WHAT IS NEEDED :: Set down the lines of the data exactly, starting at the first and stopping after the line containing "column 96, row 356".

****

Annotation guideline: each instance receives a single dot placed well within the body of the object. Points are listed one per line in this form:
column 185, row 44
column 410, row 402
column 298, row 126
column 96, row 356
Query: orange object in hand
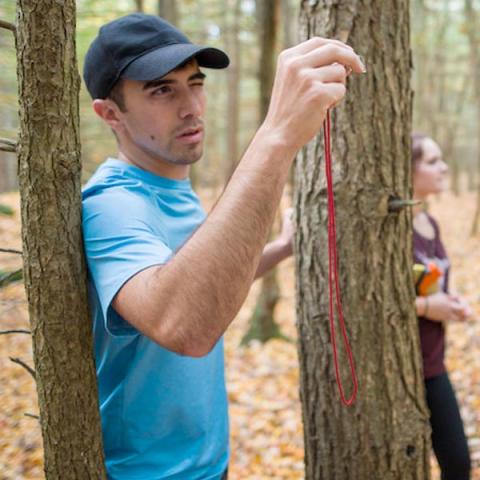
column 426, row 278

****

SOLUTION TO THE PROBLEM ::
Annotation guideline: each instance receives a single dot placed well within the body of the object. Points are listed one per line in this form:
column 185, row 44
column 410, row 402
column 298, row 126
column 96, row 356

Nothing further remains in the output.